> _Zu erledigende Aufgaben_:
**1)** Schreibe aus dem vorgegebenen Text alles von „Bei der Beurteilung“ bis hinunter zu „gehört zu haben.“ wortgetreu ab.
**2)** Welche verschiedenen Wörter im vorgegebenen Text enthalten den Bestandteil „fähig“, unabhängig von Groß- und Kleinschreibung? Nenne jedes nur einmal.

> _Vorgegebener Text_:
Telekolleg - Psychologie


4

Personalauswahl und Rechtspsychologie Aussagefähigkeit

Stand: 02.11.2016 | Archiv

Richterin weist mit dem Finger auf jemanden | Bild: colourbox.com

Bei der Beurteilung der Aussagefähigkeit einer Person wird deren Fähigkeit bewertet, einen Sachverhalt zutreffend wiederzugeben. Auch wenn Zeugenaussagen nach bestem Wissen und Gewissen gemacht werden, stellen sie keine objektiven Abbildungen des beobachteten Geschehens dar, sondern sind individuelle Erinnerungen. Diese können durch eine Vielzahl von Faktoren beeinflusst sein:

Wahrnehmungseinflüsse:
Dabei ist zu beurteilen, ob die Wahrnehmungsfähigkeiten des Zeugen ausreichend sind, um die geschilderten Sachverhalte tatsächlich gesehen oder gehört zu haben.

> _Material_:
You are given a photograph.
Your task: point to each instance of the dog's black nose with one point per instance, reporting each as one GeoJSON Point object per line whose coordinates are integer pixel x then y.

==

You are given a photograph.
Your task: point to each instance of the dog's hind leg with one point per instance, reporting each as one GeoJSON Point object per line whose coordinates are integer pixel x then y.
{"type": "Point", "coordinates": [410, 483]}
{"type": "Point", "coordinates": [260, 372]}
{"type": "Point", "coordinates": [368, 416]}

---

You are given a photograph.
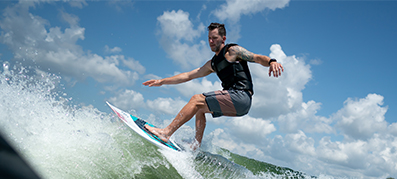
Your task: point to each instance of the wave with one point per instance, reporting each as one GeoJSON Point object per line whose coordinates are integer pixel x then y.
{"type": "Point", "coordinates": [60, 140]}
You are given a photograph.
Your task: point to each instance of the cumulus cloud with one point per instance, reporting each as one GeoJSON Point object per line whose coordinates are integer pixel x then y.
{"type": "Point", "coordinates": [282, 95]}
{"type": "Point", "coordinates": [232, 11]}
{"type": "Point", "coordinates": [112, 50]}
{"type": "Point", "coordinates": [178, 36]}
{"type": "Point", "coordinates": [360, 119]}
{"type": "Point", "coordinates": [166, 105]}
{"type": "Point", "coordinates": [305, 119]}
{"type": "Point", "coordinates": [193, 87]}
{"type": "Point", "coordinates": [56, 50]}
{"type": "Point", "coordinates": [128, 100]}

> _Lösungen_:
**1)**
Bei der Beurteilung der Aussagefähigkeit einer Person wird deren Fähigkeit bewertet, einen Sachverhalt zutreffend wiederzugeben. Auch wenn Zeugenaussagen nach bestem Wissen und Gewissen gemacht werden, stellen sie keine objektiven Abbildungen des beobachteten Geschehens dar, sondern sind individuelle Erinnerungen. Diese können durch eine Vielzahl von Faktoren beeinflusst sein:

Wahrnehmungseinflüsse:
Dabei ist zu beurteilen, ob die Wahrnehmungsfähigkeiten des Zeugen ausreichend sind, um die geschilderten Sachverhalte tatsächlich gesehen oder gehört zu haben.

**2)** Aussagefähigkeit, Fähigkeit, Wahrnehmungsfähigkeiten